Document text ::
▶

If we are shining as lights, if we are loving and kind, if we are sacrificial in our care for one another, the people in our lives will come to us to find out the secret of why and how we can live that way? While there may be those who choose darkness, there are also many whom God is calling, those drawn to His light and love and joy.

It is important that we live our lives with love and gladness and joy and service because the world is watching us. Why do we choose to give up our own rights for others? Why do we love the unlovely? Why do we sacrifice our own time/money/power to help others? Why do we give up our own wills to serve others?

The Christians in ancient Rome drew the attention of even the emperor because they rescued and raised the children, who had been left to die in the streets and on the hillsides. Christians fed the hungry, they cared for the sick, they clothed the naked. They weren’t powerful politically. Most of them were rather poor, especially once the persecutions started. But, in the end, Christianity overcame all the pagan gods because of love, just as God’s love overcomes all of our own defenses and rushes in and sweeps away our preconceptions, our false ideals, our barriers.

◀

Entries from a point annotation set
▶

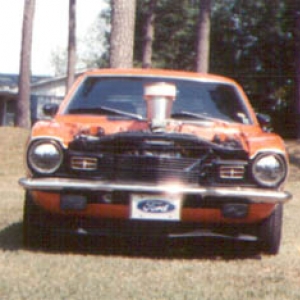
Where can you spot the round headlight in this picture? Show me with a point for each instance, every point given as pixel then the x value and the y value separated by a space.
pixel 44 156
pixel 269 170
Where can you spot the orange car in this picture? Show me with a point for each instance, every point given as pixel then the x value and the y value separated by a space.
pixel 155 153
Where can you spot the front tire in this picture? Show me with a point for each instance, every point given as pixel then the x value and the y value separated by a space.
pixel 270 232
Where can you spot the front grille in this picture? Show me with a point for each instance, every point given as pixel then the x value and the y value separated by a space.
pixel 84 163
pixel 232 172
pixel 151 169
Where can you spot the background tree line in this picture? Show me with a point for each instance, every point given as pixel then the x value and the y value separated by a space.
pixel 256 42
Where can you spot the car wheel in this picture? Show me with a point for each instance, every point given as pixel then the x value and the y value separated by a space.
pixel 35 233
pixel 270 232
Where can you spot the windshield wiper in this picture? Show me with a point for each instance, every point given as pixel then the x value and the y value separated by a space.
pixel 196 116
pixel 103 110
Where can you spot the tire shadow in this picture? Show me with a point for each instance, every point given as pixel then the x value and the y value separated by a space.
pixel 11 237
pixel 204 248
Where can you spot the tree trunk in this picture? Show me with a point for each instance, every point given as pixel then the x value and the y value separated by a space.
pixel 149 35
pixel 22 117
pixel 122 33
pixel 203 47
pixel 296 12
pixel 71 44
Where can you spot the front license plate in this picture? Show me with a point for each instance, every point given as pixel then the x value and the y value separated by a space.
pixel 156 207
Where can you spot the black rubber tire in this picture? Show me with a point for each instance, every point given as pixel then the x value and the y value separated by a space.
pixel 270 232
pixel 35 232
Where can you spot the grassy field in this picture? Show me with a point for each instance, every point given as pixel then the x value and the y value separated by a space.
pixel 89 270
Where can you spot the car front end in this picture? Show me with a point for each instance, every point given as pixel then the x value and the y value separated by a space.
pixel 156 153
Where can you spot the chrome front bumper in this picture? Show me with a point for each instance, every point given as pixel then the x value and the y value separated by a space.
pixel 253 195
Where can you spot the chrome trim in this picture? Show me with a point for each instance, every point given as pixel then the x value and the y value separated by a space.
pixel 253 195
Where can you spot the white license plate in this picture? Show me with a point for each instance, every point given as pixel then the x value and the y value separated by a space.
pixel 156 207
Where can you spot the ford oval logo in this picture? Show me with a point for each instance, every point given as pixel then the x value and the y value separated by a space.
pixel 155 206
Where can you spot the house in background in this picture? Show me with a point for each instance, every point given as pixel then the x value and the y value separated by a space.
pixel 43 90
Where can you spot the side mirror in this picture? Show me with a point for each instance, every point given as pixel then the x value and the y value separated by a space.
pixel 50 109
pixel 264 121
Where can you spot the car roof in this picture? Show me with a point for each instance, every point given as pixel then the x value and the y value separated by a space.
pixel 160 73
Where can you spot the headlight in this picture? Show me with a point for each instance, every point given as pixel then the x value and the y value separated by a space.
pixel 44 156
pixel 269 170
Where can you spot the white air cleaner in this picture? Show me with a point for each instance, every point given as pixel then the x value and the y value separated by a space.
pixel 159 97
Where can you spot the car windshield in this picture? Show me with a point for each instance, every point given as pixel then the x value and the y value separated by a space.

◀

Tasks and exercises ::
[A] Output the full passage on Christian love word for word.
[B] Edit the records between the line containing "Where can you spot the chrome front" and the line containing "pixel 264 121", inclusive, replacing "side mirror" with "door mirror" and leaving everything else unchanged. Return only those lines.
The records have no connection to the passage on Christian love.

Task-by-task answers ::
[A]
If we are shining as lights, if we are loving and kind, if we are sacrificial in our care for one another, the people in our lives will come to us to find out the secret of why and how we can live that way? While there may be those who choose darkness, there are also many whom God is calling, those drawn to His light and love and joy.

It is important that we live our lives with love and gladness and joy and service because the world is watching us. Why do we choose to give up our own rights for others? Why do we love the unlovely? Why do we sacrifice our own time/money/power to help others? Why do we give up our own wills to serve others?

The Christians in ancient Rome drew the attention of even the emperor because they rescued and raised the children, who had been left to die in the streets and on the hillsides. Christians fed the hungry, they cared for the sick, they clothed the naked. They weren’t powerful politically. Most of them were rather poor, especially once the persecutions started. But, in the end, Christianity overcame all the pagan gods because of love, just as God’s love overcomes all of our own defenses and rushes in and sweeps away our preconceptions, our false ideals, our barriers.

[B]
Where can you spot the chrome front bumper in this picture? Show me with a point for each instance, every point given as pixel then the x value and the y value separated by a space.
pixel 253 195
Where can you spot the chrome trim in this picture? Show me with a point for each instance, every point given as pixel then the x value and the y value separated by a space.
pixel 253 195
Where can you spot the white license plate in this picture? Show me with a point for each instance, every point given as pixel then the x value and the y value separated by a space.
pixel 156 207
Where can you spot the ford oval logo in this picture? Show me with a point for each instance, every point given as pixel then the x value and the y value separated by a space.
pixel 155 206
Where can you spot the house in background in this picture? Show me with a point for each instance, every point given as pixel then the x value and the y value separated by a space.
pixel 43 90
Where can you spot the door mirror in this picture? Show me with a point for each instance, every point given as pixel then the x value and the y value separated by a space.
pixel 50 109
pixel 264 121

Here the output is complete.